Exercise brief:
Keeping each line exactly as it is, output all of the records.

★ ★ ★ ★ ★

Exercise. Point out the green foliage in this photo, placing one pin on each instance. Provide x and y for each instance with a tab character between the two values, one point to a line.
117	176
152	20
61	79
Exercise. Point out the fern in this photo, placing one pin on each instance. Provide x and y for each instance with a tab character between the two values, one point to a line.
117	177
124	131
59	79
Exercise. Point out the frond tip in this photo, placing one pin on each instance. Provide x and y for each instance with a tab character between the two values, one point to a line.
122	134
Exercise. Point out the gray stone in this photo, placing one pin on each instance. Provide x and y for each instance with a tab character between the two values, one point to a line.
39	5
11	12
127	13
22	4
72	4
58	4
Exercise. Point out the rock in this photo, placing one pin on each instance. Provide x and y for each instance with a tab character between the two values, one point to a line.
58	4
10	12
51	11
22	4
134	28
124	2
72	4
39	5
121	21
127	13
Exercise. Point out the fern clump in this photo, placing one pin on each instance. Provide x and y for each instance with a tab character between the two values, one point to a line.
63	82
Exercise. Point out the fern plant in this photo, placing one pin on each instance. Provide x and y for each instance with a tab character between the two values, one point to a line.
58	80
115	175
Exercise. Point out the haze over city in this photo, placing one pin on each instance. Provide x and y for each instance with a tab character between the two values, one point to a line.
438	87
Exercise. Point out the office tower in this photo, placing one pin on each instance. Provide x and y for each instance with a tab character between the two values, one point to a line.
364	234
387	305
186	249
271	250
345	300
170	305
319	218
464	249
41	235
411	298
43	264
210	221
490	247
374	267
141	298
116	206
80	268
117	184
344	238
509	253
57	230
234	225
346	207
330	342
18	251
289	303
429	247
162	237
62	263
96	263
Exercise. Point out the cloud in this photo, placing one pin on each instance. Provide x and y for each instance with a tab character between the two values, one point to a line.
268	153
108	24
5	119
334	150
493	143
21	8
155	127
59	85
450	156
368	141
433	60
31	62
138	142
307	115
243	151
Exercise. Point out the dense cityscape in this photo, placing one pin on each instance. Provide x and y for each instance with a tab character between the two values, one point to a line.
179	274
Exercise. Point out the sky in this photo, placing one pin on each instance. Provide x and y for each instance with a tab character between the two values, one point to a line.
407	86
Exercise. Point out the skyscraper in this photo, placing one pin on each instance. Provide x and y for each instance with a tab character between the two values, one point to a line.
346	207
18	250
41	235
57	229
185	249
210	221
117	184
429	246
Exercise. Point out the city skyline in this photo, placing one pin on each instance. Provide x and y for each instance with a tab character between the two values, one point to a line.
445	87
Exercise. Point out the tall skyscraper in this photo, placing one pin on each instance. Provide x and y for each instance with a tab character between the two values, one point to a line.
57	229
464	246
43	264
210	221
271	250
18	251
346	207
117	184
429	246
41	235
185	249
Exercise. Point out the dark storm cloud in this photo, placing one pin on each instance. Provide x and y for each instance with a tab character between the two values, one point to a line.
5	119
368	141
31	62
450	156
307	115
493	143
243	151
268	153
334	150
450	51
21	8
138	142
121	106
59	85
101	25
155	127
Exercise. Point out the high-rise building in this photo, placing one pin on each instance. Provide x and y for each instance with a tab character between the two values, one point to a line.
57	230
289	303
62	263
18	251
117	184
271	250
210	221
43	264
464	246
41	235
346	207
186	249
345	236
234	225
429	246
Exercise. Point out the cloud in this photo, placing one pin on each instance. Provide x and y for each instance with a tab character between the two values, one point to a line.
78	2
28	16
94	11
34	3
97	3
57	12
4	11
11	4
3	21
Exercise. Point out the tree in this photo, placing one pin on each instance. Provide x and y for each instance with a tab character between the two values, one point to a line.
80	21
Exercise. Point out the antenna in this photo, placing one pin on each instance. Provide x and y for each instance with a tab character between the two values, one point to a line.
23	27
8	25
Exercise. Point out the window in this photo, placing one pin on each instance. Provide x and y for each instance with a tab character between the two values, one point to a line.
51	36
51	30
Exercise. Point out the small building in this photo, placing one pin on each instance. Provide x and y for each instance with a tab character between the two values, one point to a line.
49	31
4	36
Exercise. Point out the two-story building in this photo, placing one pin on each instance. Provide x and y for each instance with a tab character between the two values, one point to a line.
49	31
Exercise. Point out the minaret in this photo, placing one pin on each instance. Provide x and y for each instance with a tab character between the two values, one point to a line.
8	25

★ ★ ★ ★ ★

Exercise response:
Exercise. Point out the green foliage in this photo, placing one pin on each instance. Provide x and y for each instance with a tab character between the two values, one point to a line.
117	176
152	20
61	79
Exercise. Point out the fern in this photo, placing one pin on each instance. Provide x and y for each instance with a tab character between the two values, one point to a line.
117	177
124	131
59	79
Exercise. Point out the frond tip in this photo, placing one pin on each instance. Provide x and y for each instance with a tab character between the two values, one point to a line.
122	134
Exercise. Point out the gray stone in this photo, placing one pin on each instance. Provide x and y for each instance with a tab character between the two values, one point to a line.
39	5
11	12
127	13
22	4
72	4
58	4
Exercise. Point out the rock in this photo, placing one pin on each instance. Provide x and y for each instance with a tab character between the two values, one point to a line.
58	4
10	12
51	11
22	4
134	28
124	2
72	4
39	5
121	21
127	13
Exercise. Point out the fern clump in this photo, placing one pin on each instance. Provide x and y for each instance with a tab character between the two values, one point to a line.
63	82
Exercise. Point out the fern plant in this photo, placing one pin on each instance. Provide x and y for each instance with a tab character between the two values, one point to a line.
58	80
115	175
Exercise. Point out the haze over city in this photo, placing one pin on each instance. Provide x and y for each instance with a tab character between the two values, one point to a line.
438	87
Exercise. Point out the office tower in this photo, placing one pin on each instance. Provide x and y for each instance with a tab character between the two values, one point to a line.
364	234
387	305
186	249
271	250
345	300
170	305
319	218
464	249
41	235
411	298
43	264
210	221
490	247
374	267
141	298
116	206
80	268
117	184
344	238
509	253
57	230
234	225
346	207
330	342
18	251
289	303
429	247
162	237
62	263
96	263
Exercise. Point out the cloud in this photo, placing one pin on each instance. Provide x and y for each instance with a tab character between the two values, one point to a line.
268	153
108	24
5	119
334	150
493	143
21	8
155	127
59	85
450	156
368	141
433	60
31	62
138	142
307	115
243	151
Exercise. Point out the dense cityscape in this photo, placing one pin on each instance. Provide x and y for each instance with a tab character between the two values, one point to a line.
179	274
Exercise. Point out the sky in this photo, placing one pin on each instance. Provide x and y for each instance with a tab character between the two values, one point to a line.
407	86
Exercise. Point out the skyscraper in this photo, placing one pin on each instance. Provide x and y for each instance with a tab character between the two values, one point to a line.
346	207
18	250
41	235
57	229
185	249
210	221
117	184
429	246
Exercise. Point out the city skyline in this photo, placing one pin on each instance. Provide x and y for each instance with a tab character between the two values, one point to a line.
445	87
Exercise. Point out the tall skyscraper in this photo, placing one pin on each instance. Provide x and y for each instance with a tab character between the two values, one point to a line.
57	229
464	246
43	264
210	221
271	250
18	251
346	207
117	184
429	246
41	235
185	249
Exercise. Point out the dark storm cloud in this photo, placing one pin on each instance. Provide x and y for each instance with a tab character between the two values, one point to a line.
5	119
368	141
31	62
450	156
307	115
493	143
243	151
268	153
334	150
450	51
21	8
138	142
121	106
59	85
101	25
155	127
Exercise. Point out the high-rise building in this photo, placing one pin on each instance. Provide x and y for each instance with a tab character between the two values, one point to a line.
57	230
289	303
62	263
18	251
117	184
271	250
210	221
43	264
464	246
41	235
346	207
186	249
345	236
234	225
429	246
Exercise. Point out the cloud in this photo, placing one pin on each instance. Provide x and y for each instance with a tab character between the two values, one point to a line.
78	2
28	16
94	11
34	3
97	3
57	12
4	11
11	4
3	21
Exercise. Point out the tree in this photo, placing one pin on each instance. Provide x and y for each instance with a tab character between the two values, one point to a line.
80	21
Exercise. Point out the antenna in this photo, placing one pin on each instance. Provide x and y for each instance with a tab character between the two values, one point to a line.
23	27
8	25
Exercise. Point out the window in this photo, placing one pin on each instance. Provide x and y for each instance with a tab character between the two values, one point to a line.
51	36
51	30
Exercise. Point out the small building in this photo, placing one pin on each instance. Provide x and y for each instance with a tab character between the two values, one point to a line.
49	31
4	36
Exercise. Point out the two-story building in this photo, placing one pin on each instance. Provide x and y for each instance with a tab character between the two values, one point to a line.
49	31
Exercise. Point out the minaret in this photo, placing one pin on each instance. Provide x and y for each instance with a tab character between the two values, one point to a line.
8	25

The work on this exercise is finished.